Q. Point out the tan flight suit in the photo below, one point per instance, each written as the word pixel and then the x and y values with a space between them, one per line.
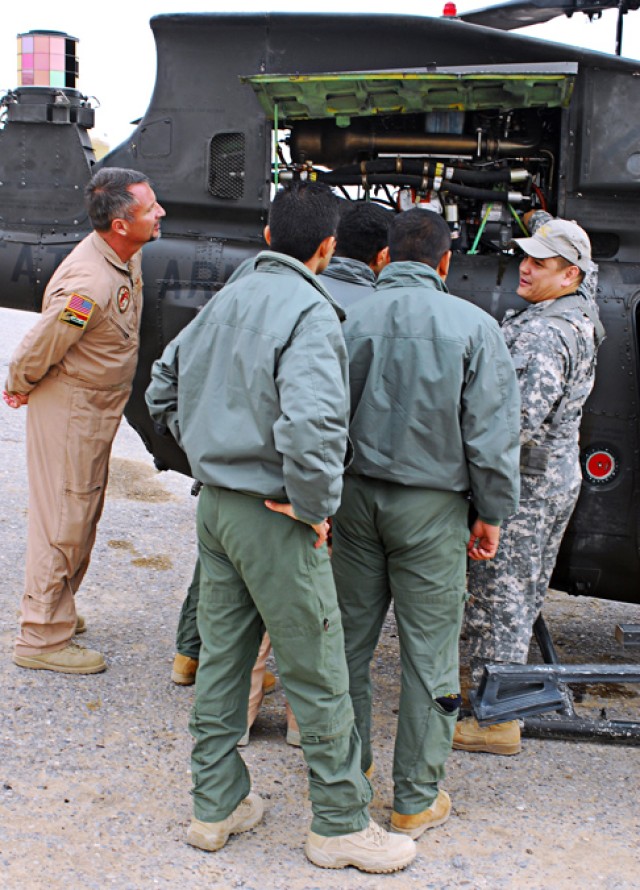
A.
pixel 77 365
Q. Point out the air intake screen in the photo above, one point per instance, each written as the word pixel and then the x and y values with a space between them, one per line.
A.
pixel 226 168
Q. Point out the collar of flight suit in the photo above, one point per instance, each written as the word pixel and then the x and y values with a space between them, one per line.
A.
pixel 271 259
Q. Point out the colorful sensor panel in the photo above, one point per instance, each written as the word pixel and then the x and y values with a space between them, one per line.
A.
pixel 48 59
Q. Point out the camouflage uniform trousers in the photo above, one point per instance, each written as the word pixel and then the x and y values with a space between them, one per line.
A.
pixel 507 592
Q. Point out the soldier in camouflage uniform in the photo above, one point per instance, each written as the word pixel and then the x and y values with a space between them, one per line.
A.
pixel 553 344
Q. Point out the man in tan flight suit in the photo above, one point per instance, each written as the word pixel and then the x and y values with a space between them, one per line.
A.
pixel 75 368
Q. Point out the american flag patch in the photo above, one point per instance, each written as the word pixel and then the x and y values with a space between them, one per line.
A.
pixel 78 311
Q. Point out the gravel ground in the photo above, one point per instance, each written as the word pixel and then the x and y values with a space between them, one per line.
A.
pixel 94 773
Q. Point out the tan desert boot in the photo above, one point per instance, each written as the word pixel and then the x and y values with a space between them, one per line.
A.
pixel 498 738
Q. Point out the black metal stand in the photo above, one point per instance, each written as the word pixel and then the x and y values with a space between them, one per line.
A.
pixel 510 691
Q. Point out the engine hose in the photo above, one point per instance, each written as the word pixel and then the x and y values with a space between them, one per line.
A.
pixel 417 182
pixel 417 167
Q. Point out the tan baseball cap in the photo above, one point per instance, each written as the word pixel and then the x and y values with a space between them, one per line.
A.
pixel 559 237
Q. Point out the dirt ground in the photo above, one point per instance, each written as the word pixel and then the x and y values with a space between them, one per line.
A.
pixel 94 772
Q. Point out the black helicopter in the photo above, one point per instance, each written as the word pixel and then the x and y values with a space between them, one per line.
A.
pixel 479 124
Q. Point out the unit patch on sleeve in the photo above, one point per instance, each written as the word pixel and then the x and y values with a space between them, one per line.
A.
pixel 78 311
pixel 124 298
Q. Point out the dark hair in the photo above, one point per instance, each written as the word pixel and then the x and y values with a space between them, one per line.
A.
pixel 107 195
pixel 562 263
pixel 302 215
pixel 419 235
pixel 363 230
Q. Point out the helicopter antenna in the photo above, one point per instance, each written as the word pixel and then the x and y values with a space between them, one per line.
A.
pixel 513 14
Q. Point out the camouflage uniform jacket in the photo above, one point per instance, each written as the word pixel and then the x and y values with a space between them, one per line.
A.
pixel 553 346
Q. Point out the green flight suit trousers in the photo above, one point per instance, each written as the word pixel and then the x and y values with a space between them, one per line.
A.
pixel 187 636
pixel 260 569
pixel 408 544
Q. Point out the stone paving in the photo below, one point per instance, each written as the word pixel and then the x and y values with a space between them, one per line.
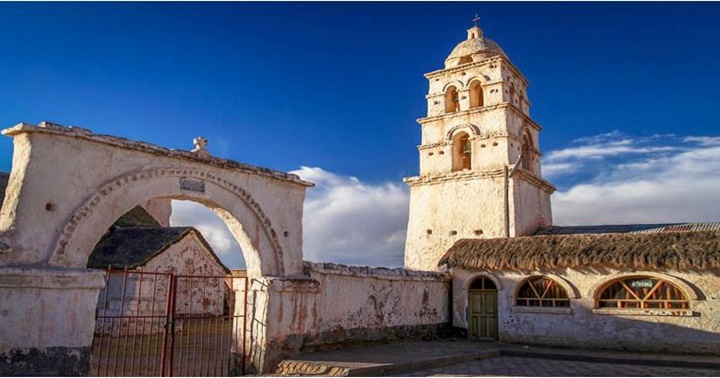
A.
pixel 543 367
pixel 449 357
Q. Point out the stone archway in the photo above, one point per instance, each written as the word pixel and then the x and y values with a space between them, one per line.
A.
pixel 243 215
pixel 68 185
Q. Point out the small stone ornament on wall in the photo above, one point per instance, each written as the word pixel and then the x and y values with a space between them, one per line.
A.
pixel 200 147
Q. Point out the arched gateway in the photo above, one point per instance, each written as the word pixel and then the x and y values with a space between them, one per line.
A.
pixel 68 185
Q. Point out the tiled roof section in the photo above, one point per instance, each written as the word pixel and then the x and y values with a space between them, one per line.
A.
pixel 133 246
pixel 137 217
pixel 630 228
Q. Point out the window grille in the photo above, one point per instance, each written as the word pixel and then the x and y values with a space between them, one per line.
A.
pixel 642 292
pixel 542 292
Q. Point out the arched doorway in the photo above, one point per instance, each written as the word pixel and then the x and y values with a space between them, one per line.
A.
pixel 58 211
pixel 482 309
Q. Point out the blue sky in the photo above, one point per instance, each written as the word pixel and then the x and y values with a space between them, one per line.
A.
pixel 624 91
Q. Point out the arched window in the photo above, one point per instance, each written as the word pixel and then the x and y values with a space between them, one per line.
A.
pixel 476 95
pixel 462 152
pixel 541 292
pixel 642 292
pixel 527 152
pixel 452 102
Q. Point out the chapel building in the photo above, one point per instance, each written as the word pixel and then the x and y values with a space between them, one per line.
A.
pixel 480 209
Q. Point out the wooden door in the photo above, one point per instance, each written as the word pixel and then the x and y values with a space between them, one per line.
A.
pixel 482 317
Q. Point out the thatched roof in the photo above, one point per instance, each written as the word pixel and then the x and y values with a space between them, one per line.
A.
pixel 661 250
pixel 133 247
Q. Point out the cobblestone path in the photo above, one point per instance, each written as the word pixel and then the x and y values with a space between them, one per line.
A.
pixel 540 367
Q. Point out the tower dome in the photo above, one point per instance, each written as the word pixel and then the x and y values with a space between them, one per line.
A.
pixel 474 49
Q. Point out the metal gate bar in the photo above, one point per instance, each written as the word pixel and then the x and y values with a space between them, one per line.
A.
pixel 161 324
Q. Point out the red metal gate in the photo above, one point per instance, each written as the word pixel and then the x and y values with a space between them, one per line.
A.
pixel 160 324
::::
• [YOUR INSTRUCTIONS] Convert the material above into a JSON list of strings with one string per line. Skip blank lines and omit the pictures.

• [FULL RESPONSE]
[
  "Q. Point out the tan flight suit in the photo below, one point per instance, each written as the word pixel and then the x and y values with a space between them, one per line.",
  "A.",
  "pixel 77 365",
  "Q. Point out the air intake screen in the photo above, one point per instance, each written as the word pixel and then the x and y values with a space between them, one per line.",
  "A.",
  "pixel 226 168",
  "Q. Point out the collar of flight suit in the photo above, one point per instance, each written as the word pixel and then the x and y values with a space between them, one per line.",
  "A.",
  "pixel 271 259",
  "Q. Point out the colorful sensor panel in the photo above, one point per instance, each written as the word pixel and then the x and y values with a space between them, one per line.",
  "A.",
  "pixel 48 59",
  "Q. Point out the camouflage uniform trousers in the photo above, one point per instance, each written as the word pixel and then the x and y values with a space between them, one per line.",
  "A.",
  "pixel 507 592",
  "Q. Point out the soldier in camouflage uniform in the photo above, one point per instance, each written as the word pixel and then the x and y values with a space between them, one per line.",
  "A.",
  "pixel 553 344",
  "Q. Point out the man in tan flight suit in the photo above, one point per instance, each written as the word pixel and then the x and y values with a space between them, one per line.",
  "A.",
  "pixel 75 368",
  "Q. Point out the american flag patch in the photo above, one point per instance, each written as the word pixel and then the x and y values with a space between them, one per line.",
  "A.",
  "pixel 78 311",
  "Q. Point out the gravel ground in the photo above, one point per instance, each written as the word pixel and then the x and y values with a space between them, one per line.",
  "A.",
  "pixel 94 773",
  "Q. Point out the tan desert boot in the photo above, one point per instance, each written as the word pixel and then the x and y values with a space between them, one per line.",
  "A.",
  "pixel 498 738",
  "Q. Point out the black metal stand in the photo above, one point per instance, each written as the word pixel and then the x and y values with a space between them, one per line.",
  "A.",
  "pixel 510 691",
  "Q. Point out the engine hose in the photo above, one point per instance, each written as the word pixel and then the x and y values with a space between them, one per line.",
  "A.",
  "pixel 417 182",
  "pixel 417 167",
  "Q. Point out the tan baseball cap in the photo above, one point per instance, each written as the word pixel and then the x and y values with a space between them, one per line.",
  "A.",
  "pixel 559 237",
  "Q. Point out the dirt ground in the photo above, one point per instance, each written as the word pixel and then the x and y values with a space between them, one per line.",
  "A.",
  "pixel 94 772",
  "Q. Point out the black helicopter in the photo above, one point per instance, each written as the word pixel and then the x and y values with a space between them, one per line.",
  "A.",
  "pixel 479 124",
  "Q. Point out the unit patch on sleeve in the photo above, one point per instance, each written as the word pixel and then the x and y values with a space between them, one per line.",
  "A.",
  "pixel 78 311",
  "pixel 124 298",
  "Q. Point out the dark hair in the photo above, one point per instance, each written as the word pixel and then the x and y values with a space between them, one per line.",
  "A.",
  "pixel 107 195",
  "pixel 562 263",
  "pixel 302 215",
  "pixel 419 235",
  "pixel 363 230",
  "Q. Point out the helicopter antenna in the photo above, one point per instance, each written as the word pixel and then the x and y values with a space between them, one per line.",
  "A.",
  "pixel 513 14",
  "Q. Point out the camouflage uniform jacket in the photo above, one point per instance, each written as the word pixel and then the x and y values with a space between them, one per line.",
  "A.",
  "pixel 553 346",
  "Q. Point out the green flight suit trousers in the photo above, one point per instance, each written as the word pixel and then the x and y values with a space between them, one per line.",
  "A.",
  "pixel 187 636",
  "pixel 260 569",
  "pixel 408 544",
  "Q. Point out the stone paving in the photo below, one point per instance, each written as the word pixel and then the x and y values with a space between them, one per line.",
  "A.",
  "pixel 543 367",
  "pixel 449 357",
  "Q. Point out the stone archway in the photo above, one point per instance, each written as the word pixel and then the x and y values with a space between them, one per line.",
  "A.",
  "pixel 243 215",
  "pixel 68 185",
  "Q. Point out the small stone ornament on wall in the photo above, one point per instance, each written as the word pixel and then the x and y values with a space between them, one per line.",
  "A.",
  "pixel 200 147",
  "Q. Point out the arched gateway in the photo above, one point per instance, each written as the word pixel and then the x and y values with a space between them, one per line.",
  "A.",
  "pixel 68 185",
  "Q. Point out the tiled roof section in the photo above, one point per instance, each written as the word pixel and then the x and y values with a space between them, one per line.",
  "A.",
  "pixel 133 246",
  "pixel 137 217",
  "pixel 630 228",
  "Q. Point out the window grille in the photo above, one point per instance, each written as the word pixel and then the x and y values with a space between them, one per line.",
  "A.",
  "pixel 642 292",
  "pixel 542 292",
  "Q. Point out the arched doorway in the photo above, one point per instance, each written as the word pixel and then the x and y values with a space between them, one per line.",
  "A.",
  "pixel 58 211",
  "pixel 482 309",
  "Q. Point out the blue sky in the photo above, one point per instance, each written as the word pixel and then the x and y values with a space between them, one per line.",
  "A.",
  "pixel 624 91",
  "Q. Point out the arched window in the photo above, one point per instance, each written as the word pixel and then the x and y values with a space between them, one per line.",
  "A.",
  "pixel 476 95",
  "pixel 462 152",
  "pixel 541 292",
  "pixel 642 292",
  "pixel 527 152",
  "pixel 452 102",
  "Q. Point out the chapel building in the photo above, one point per instance, each written as the word pixel and then the x and y values with a space between them, one per line.",
  "A.",
  "pixel 480 209",
  "Q. Point out the wooden door in the photo above, one point per instance, each written as the word pixel and then the x and y values with a space between them, one per line.",
  "A.",
  "pixel 482 317",
  "Q. Point out the thatched roof in the photo above, one point per instance, each written as the word pixel and then the x and y values with a space between them, one per line.",
  "A.",
  "pixel 661 250",
  "pixel 133 247",
  "Q. Point out the cobblestone path in the photo above, one point per instance, each written as the word pixel and then the x and y values with a space between them, one per line.",
  "A.",
  "pixel 540 367",
  "Q. Point out the tower dome in the photo above, one point per instance, each written as the word pixel and then the x and y values with a space between them, one per line.",
  "A.",
  "pixel 474 49",
  "Q. Point out the metal gate bar in the photo above, one point per instance, each written as the word pixel and then the x and y values with a space between them, one per line.",
  "A.",
  "pixel 161 324",
  "Q. Point out the red metal gate in the photo above, one point per instance, each written as the word pixel and then the x and y values with a space between them, one per line.",
  "A.",
  "pixel 160 324"
]